===== Extract to read

This evidence goes to discredit the Ionian origin of the main thread of the Iliad; but does not the same line of argument, if pursued further, suggest something still more strange -- viz., a Peloponnesian origin? Agamemnon is king of Argos and Mycenæ; Menelaos is king of Sparta; Diomêdes, by some little confusion, of Argos also; Nestor, of Pylos in Messenia. The answer to this difficulty throws a most striking light on the history of the poems. All these heroes have been dragged down to the Peloponnese from homes in Northern Greece.
Diomêdes, first, has no room in Argos; apart from the difficulty with Agamemnon, he is not in the genealogy, and has to inherit through his mother. A slight study of the local worships shows what he is, an idealised Ætolian. He is the founder of cities 1 in Italy; the constant companion of Odysseus, who represents the North - West islands. He is the son of Tydeus, who ate his enemy's head, and the kinsman of Agrios ('Savage') and the 'sons of Agrios' -- the mere lion-hero of the ferocious tribes of the North-West.
Agamemnon himself comes from the plain of Thessaly. He is king of Argos; only in a few late passages, of Mycenæ. Aristarchus long ago pointed out that 'Pelasgian Argos' in Homer means the plain of Thessaly. But 'horse-rearing Argos' must be the same, for Argos of the Peloponnese was without cavalry even in historical times. And a careful treatment of the word 'Argos' shows its gradual expansion in the poems from the plain of Thessaly to Greece in general, and then its second localisation in the Peloponnese. Agamemnon is the rich king of the plain of Thessaly; that is why he is from the outset connected with Achilles, the poor but valiant chief from the seaward mountains; that is why he chooses Aulis as the place for assembling his fleet.
Aias in the late tradition is the hero of Salamis; but in the poems he has really no fixed home. He is the hero of the seven-fold shield, whose father is 'Shield-strap' (Telamon), and his son, 'Broad-buckler' (Eurysakes); if he has connections, we must look for them in the neigbbourhood of his brother the Locrian, and his father's brother, Phôkos, who, although he was knocked on the head by the sea-shore, and had a mother called 'Sea-sand,' was perhaps originally as much a Phokian as a 'seal'. So far we get a general conception of an original stage of the story in which the chiefs were all from Northern Greece. Where was the fighting?
Achilles and Agamemnon must be original; so must Hector and Ilion; so, above all, must Alexander-Paris and Helenê. But need Ilion be in Troia on the site of Hissarlik? It is worth observing that the scenery of the similes in the oldest parts of the poems is Thessalian, and not Asiatic; that Hector ('Upholder') is not connected in local legend with the historical Troy -- its heroes are Æneas and one Dares;15 that this Æneas, though afterwards identified with a hero at Hissarlik, seems to be in origin the tribal hero of the Æneânes in South Thessaly, just as Teukros ('Hitter'), the archer, gets in later tradition mixed up with Ilion, and the Ilionmen become Teukroi? Of course it is ultimately a myth that we have to deal with. The original battle for Helen was doubtless a strife of light and darkness in the sky, just as the Niblungs were cloud-men and Sigurd a sungod, before they were brought down to Worms and Burgundy. But it looks as if the Helen-feud had its first earthly localisation, not in Troy, but on the southern frontier of those Thessalian bards who sang of it.

==========
===== Information shown

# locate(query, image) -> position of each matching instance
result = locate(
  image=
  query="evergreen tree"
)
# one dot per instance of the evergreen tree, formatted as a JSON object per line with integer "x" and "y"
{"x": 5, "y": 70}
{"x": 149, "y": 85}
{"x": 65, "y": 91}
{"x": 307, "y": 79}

==========

Quote the passage above on the Northern Greek origins of the Iliad's heroes word for word, starting at "This evidence goes" and ending at "in Northern Greece.".

#### [Exercise solution]
This evidence goes to discredit the Ionian origin of the main thread of the Iliad; but does not the same line of argument, if pursued further, suggest something still more strange -- viz., a Peloponnesian origin? Agamemnon is king of Argos and Mycenæ; Menelaos is king of Sparta; Diomêdes, by some little confusion, of Argos also; Nestor, of Pylos in Messenia. The answer to this difficulty throws a most striking light on the history of the poems. All these heroes have been dragged down to the Peloponnese from homes in Northern Greece.